**Work request:** The expected output is the line holding "white eave, one" plus every line after it through the end of the listing, copied exactly.

**Task data:**
┄┄┄┄┄┄┄┄┄┄┄┄┄┄┄┄┄┄┄┄
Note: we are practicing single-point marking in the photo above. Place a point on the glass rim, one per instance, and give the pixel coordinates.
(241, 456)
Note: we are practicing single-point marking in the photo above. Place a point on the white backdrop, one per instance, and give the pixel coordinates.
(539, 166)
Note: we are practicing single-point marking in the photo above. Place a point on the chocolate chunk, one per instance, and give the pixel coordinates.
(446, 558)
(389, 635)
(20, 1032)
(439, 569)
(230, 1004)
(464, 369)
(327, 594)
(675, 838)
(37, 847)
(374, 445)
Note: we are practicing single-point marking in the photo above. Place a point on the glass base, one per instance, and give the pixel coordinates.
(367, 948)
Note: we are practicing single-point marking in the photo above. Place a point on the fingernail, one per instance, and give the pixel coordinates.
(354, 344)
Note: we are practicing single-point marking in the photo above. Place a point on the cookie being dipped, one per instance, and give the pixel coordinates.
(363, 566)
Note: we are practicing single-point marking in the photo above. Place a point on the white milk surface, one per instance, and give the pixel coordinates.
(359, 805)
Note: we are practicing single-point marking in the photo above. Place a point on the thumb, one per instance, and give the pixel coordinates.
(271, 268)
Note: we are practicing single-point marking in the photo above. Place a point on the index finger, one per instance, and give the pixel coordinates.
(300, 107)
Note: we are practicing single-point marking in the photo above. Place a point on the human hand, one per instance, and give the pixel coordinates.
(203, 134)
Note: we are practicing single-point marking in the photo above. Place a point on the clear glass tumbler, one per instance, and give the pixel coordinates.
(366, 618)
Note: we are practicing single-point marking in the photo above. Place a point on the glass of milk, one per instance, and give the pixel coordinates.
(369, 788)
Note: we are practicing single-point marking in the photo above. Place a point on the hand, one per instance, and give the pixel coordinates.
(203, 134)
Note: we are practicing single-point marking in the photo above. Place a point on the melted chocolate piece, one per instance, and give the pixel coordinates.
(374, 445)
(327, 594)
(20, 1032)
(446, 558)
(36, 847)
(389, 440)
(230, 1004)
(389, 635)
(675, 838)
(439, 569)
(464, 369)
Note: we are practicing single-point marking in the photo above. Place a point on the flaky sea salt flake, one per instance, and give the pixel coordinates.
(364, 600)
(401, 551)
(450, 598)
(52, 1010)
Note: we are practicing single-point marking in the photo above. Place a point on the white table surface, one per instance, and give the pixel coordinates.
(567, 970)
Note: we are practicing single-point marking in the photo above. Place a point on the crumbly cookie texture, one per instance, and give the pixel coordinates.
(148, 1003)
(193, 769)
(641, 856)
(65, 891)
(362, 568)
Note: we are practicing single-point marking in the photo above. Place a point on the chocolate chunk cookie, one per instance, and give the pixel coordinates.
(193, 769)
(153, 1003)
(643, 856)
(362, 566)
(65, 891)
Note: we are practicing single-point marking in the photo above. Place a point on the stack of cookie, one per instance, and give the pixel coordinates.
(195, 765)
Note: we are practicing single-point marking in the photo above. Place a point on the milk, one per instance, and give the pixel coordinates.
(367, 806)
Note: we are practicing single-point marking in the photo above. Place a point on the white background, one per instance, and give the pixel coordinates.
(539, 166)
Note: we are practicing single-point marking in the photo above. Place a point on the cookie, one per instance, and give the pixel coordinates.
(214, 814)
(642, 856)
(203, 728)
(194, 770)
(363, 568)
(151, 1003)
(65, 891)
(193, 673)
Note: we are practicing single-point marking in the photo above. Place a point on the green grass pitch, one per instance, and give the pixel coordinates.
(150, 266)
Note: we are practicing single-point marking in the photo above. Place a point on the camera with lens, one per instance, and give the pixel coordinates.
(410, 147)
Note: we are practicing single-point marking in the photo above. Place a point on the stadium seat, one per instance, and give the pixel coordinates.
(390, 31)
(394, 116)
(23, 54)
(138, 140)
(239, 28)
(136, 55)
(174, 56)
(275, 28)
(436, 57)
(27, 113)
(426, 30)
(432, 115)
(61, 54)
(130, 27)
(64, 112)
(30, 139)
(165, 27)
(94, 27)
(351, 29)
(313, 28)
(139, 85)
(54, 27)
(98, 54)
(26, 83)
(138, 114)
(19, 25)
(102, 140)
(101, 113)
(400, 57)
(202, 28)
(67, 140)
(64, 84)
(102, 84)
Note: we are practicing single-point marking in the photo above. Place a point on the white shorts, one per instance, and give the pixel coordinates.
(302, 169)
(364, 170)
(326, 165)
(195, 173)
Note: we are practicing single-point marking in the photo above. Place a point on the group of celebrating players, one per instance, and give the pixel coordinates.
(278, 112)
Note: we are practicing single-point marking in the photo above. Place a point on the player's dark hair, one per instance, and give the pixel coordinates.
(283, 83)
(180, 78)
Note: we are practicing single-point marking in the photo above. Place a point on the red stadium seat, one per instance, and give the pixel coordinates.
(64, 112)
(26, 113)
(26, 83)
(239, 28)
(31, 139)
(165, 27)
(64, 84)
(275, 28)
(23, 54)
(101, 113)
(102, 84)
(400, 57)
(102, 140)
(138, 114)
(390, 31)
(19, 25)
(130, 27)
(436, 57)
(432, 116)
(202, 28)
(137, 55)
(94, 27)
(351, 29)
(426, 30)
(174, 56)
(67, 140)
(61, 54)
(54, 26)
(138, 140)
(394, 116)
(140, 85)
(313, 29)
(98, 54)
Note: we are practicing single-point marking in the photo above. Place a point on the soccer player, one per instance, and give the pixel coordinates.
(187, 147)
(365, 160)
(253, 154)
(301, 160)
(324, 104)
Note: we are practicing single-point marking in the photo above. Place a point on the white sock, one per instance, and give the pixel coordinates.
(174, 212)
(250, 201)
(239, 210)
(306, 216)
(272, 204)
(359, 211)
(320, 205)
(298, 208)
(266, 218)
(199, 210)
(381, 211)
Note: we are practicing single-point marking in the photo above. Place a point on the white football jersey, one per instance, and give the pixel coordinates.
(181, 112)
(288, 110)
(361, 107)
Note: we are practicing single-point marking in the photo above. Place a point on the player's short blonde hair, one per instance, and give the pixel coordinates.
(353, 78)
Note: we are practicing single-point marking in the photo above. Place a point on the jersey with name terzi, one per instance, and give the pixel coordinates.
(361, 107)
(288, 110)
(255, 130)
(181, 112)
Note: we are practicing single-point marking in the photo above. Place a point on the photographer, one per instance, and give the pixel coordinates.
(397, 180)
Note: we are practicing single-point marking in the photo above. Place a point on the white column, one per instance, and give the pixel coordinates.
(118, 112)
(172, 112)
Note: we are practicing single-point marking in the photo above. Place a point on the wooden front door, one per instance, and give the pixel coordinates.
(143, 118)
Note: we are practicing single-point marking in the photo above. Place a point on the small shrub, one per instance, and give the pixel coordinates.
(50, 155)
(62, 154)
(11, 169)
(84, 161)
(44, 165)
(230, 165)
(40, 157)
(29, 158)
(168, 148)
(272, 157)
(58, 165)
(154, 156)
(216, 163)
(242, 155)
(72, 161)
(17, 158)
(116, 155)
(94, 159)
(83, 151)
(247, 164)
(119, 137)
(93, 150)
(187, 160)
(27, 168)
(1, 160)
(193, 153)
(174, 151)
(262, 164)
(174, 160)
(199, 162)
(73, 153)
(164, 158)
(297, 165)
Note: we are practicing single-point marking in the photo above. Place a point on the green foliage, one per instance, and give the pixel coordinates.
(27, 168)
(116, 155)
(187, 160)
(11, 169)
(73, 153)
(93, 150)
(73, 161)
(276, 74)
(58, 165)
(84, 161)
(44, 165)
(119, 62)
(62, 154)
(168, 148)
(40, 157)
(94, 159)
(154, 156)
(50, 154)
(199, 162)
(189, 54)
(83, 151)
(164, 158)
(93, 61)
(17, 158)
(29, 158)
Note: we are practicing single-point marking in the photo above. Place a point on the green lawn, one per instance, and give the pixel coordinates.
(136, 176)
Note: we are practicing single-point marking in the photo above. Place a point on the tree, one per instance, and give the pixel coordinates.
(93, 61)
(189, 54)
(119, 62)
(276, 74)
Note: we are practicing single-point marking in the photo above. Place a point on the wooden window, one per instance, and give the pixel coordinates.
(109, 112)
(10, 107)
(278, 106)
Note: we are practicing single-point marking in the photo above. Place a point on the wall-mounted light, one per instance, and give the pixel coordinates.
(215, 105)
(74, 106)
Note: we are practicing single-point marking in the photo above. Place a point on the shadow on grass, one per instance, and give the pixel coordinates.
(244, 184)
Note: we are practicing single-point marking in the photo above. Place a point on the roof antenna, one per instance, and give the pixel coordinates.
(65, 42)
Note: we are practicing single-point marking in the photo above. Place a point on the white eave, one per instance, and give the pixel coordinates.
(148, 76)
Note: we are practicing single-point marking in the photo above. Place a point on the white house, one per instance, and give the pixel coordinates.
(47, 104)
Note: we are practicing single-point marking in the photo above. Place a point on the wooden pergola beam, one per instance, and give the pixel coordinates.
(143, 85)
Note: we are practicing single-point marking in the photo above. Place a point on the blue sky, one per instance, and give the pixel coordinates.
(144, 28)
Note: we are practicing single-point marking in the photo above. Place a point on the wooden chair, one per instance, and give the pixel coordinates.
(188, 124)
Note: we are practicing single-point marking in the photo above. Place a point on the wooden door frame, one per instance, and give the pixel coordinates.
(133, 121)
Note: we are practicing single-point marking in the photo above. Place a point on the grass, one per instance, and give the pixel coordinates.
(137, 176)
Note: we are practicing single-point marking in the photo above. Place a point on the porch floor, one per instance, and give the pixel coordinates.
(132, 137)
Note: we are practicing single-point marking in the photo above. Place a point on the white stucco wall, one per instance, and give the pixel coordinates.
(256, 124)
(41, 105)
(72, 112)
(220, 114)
┄┄┄┄┄┄┄┄┄┄┄┄┄┄┄┄┄┄┄┄
**Written answer:**
Note: we are practicing single-point marking in the photo above. Place a point on the white eave, one per instance, and give the pixel coordinates.
(148, 76)
Note: we are practicing single-point marking in the photo above. Place a point on the white house, one per instance, and give the pixel coordinates.
(47, 104)
Note: we are practicing single-point marking in the photo above. Place a point on the wooden pergola beam, one per instance, and give the pixel coordinates.
(143, 85)
Note: we are practicing single-point marking in the photo above. Place a point on the blue sky, one per instance, and give the pixel coordinates.
(144, 28)
Note: we are practicing single-point marking in the photo above. Place a point on the wooden chair, one per instance, and give the pixel coordinates.
(188, 124)
Note: we are practicing single-point marking in the photo above. Place a point on the wooden door frame, one per instance, and give the pixel coordinates.
(133, 121)
Note: we are practicing single-point marking in the photo above. Place a point on the grass, one per instance, and give the pixel coordinates.
(137, 176)
Note: we are practicing single-point marking in the photo above. Place a point on the porch floor, one per instance, and give the pixel coordinates.
(132, 137)
Note: we are practicing single-point marking in the photo above. Place a point on the white stucco wall, one per instance, and give the pixel coordinates.
(256, 124)
(41, 105)
(72, 112)
(220, 114)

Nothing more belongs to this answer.